■ **Work task**:
Count the lines of the data that have the word "rings", then report the number without anything else.

■ **Exercise material**:

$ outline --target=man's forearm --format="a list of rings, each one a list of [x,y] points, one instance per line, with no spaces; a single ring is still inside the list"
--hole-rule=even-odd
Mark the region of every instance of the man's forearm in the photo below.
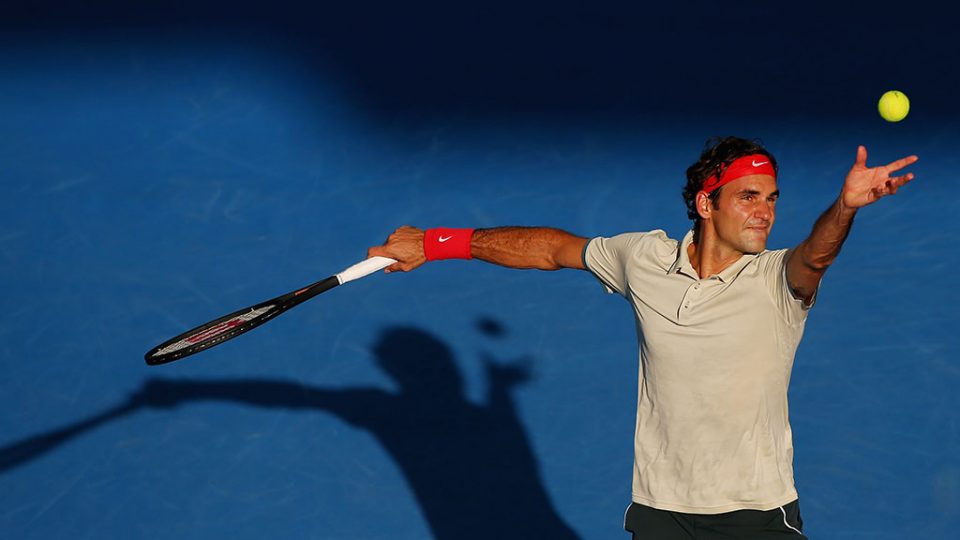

==

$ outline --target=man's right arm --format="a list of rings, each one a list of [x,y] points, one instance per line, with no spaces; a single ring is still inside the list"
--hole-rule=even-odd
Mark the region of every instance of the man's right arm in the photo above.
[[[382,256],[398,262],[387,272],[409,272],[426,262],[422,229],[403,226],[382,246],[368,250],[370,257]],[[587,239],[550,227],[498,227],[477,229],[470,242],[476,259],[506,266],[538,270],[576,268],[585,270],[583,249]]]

■ **Solution**:
2